» ACTIVITIES:
• a. The extract on health disparities describes the patient-provider relationship as potentially becoming a positive intermediary social determinant. List each thing the extract says that relationship can be a source of.
• b. According to the extract on health disparities, how much of the variation in health can SDH account for?
• c. Copy the passage of the extract on health disparities between "To improve the" and "in the past.", inclusive.

» EXTRACT:
◆ ◆ ◆ ◆ ◆
Root Causes and Some Potential Solutions

There is consensus that the roots of health disparities are historical and structural. Social determinants at that level can only be addressed at the level of community mobilization and political activity that leads to policy changes. At the individual level, clinicians may have opportunities to improve access to care and advanced treatments through the patient-provider relationship and advocacy, which can then become a positive intermediary social determinant—a source of psychosocial support, health education, and patient empowerment. It is important for clinicians to understand that SDH can account for as much as 80% of variation in health,28 making it essential to understand where the patient stands socially and how social conditions can shape a patient’s course of disease and outcomes, over and beyond biologic factors and medical intervention. It may require “going the extra mile” but can be especially beneficial to discuss or, when time is limited, have other team members discuss with patients what social or psychosocial resources they may need and how these can be accessed.

To improve the patient-provider relationship in their practice, clinicians need to be self-reflective, considering their own social determinants and implicit biases that these may have instilled.29 With that self-awareness, a clinician might, for example, be faster to offer advanced treatments to patients from minoritized groups than they would have before—letting go of assumptions that certain patients might not even be willing or able to consider those. We all have to do this because we all live with our own specific social identities every day, which affects how we see ourselves and other individuals. Medical education has been improving in this regard, with courses on physician’s place in society, patient-provider communication, community and population health, and more. There is also a greater emphasis on empathy and self-reflection than in the past.
◆ ◆ ◆ ◆ ◆
Region pointing data:
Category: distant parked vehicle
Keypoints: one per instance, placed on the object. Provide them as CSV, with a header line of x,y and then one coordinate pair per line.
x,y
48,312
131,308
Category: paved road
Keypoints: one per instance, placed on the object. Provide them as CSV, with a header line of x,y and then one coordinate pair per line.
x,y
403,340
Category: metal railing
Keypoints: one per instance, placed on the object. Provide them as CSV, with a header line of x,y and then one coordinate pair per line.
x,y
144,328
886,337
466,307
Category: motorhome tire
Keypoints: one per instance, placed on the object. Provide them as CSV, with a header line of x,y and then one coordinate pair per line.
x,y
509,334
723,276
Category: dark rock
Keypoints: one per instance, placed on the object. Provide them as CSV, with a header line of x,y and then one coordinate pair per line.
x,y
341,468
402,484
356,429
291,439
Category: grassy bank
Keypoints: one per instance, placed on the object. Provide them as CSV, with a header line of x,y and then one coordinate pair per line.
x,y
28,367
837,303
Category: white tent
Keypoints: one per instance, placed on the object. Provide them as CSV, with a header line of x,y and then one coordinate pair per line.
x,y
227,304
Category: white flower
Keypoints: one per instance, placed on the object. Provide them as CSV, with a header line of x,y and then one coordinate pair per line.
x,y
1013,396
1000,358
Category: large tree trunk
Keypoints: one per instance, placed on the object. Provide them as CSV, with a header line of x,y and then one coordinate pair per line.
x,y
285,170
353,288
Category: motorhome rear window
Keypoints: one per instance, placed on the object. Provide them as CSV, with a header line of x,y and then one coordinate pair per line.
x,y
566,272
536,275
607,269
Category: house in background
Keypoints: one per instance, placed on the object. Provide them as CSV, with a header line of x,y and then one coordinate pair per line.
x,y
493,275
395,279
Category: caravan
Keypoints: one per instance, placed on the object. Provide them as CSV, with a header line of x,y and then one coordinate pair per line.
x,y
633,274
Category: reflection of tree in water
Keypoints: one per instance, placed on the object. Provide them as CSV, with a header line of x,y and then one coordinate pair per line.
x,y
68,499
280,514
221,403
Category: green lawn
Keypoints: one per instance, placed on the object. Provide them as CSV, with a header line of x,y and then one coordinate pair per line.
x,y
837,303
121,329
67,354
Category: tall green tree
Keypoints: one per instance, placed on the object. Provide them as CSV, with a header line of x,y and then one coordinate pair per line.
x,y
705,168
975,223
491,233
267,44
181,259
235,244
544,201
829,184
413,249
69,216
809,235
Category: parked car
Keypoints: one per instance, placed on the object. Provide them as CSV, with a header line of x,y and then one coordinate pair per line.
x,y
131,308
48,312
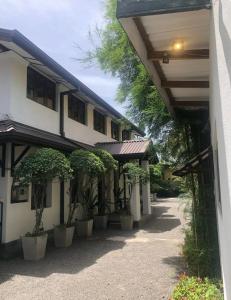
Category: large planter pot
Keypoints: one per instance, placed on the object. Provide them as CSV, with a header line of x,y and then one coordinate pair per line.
x,y
34,247
126,222
84,228
100,222
63,236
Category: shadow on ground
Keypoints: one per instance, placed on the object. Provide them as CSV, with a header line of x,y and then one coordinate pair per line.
x,y
176,262
82,254
161,221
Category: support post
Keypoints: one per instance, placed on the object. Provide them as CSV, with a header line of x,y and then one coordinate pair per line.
x,y
146,191
135,202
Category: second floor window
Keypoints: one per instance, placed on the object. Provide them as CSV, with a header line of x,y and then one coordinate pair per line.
x,y
99,122
40,88
76,109
126,135
114,130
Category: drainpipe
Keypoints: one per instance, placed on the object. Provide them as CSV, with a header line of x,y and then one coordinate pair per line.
x,y
61,118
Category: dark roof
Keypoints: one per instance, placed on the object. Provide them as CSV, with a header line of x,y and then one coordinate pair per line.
x,y
19,39
133,148
192,164
13,131
132,8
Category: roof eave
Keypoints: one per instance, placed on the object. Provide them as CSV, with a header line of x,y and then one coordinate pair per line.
x,y
146,8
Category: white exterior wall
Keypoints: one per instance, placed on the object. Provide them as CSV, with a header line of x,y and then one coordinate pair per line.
x,y
220,115
85,133
15,104
19,218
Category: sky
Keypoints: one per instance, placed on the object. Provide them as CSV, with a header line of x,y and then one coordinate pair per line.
x,y
56,27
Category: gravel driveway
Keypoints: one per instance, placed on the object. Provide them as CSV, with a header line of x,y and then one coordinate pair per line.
x,y
142,264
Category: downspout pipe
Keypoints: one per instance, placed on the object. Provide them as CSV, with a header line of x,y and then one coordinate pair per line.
x,y
61,118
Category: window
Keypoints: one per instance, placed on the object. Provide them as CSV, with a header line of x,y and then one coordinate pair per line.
x,y
99,122
19,193
40,89
76,109
114,130
126,135
47,198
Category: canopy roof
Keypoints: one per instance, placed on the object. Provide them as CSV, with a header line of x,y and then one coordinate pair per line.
x,y
127,149
192,164
14,131
153,26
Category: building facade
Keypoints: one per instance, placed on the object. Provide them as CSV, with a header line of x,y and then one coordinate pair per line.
x,y
43,105
186,47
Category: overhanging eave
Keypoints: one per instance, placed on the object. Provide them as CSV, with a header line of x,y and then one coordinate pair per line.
x,y
132,8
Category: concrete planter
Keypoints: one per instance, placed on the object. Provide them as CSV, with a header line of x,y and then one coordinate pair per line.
x,y
34,247
126,222
63,236
84,228
100,222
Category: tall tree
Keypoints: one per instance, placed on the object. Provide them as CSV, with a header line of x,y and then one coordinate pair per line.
x,y
115,55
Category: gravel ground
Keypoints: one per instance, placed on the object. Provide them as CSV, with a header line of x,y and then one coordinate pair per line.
x,y
142,264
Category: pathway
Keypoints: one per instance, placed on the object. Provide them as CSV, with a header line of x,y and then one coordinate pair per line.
x,y
142,264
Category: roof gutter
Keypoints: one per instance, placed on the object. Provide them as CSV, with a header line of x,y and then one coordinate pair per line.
x,y
126,8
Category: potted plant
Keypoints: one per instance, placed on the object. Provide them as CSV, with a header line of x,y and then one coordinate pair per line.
x,y
87,167
64,233
134,173
38,169
103,203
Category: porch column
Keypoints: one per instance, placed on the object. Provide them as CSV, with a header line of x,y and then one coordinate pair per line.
x,y
146,191
135,202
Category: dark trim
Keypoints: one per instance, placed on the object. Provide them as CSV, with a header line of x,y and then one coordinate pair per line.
x,y
12,156
61,202
185,84
14,161
24,152
16,37
187,54
129,8
191,103
3,161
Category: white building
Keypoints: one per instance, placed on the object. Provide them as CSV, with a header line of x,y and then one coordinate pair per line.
x,y
195,81
42,104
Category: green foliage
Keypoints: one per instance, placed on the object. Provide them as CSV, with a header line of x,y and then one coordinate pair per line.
x,y
155,172
135,172
39,168
116,56
193,288
86,162
43,166
109,162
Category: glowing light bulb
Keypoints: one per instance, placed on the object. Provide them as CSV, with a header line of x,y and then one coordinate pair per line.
x,y
178,45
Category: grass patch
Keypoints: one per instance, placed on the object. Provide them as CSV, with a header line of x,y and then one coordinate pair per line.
x,y
193,288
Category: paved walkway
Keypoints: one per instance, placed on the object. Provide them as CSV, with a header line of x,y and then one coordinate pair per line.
x,y
142,264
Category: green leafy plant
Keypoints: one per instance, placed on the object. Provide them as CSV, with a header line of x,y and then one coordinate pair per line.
x,y
194,288
110,164
38,169
86,166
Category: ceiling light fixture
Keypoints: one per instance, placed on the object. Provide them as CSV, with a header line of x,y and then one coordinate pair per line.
x,y
178,45
166,58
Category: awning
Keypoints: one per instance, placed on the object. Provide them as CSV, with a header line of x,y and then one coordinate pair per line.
x,y
192,164
134,149
155,27
11,131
◆ ◆ ◆ ◆ ◆
» ANSWERS BY ITEM:
• a.
- Psychosocial support
- Health education
- Patient empowerment

• b. As much as 80%.

• c.
To improve the patient-provider relationship in their practice, clinicians need to be self-reflective, considering their own social determinants and implicit biases that these may have instilled.29 With that self-awareness, a clinician might, for example, be faster to offer advanced treatments to patients from minoritized groups than they would have before—letting go of assumptions that certain patients might not even be willing or able to consider those. We all have to do this because we all live with our own specific social identities every day, which affects how we see ourselves and other individuals. Medical education has been improving in this regard, with courses on physician’s place in society, patient-provider communication, community and population health, and more. There is also a greater emphasis on empathy and self-reflection than in the past.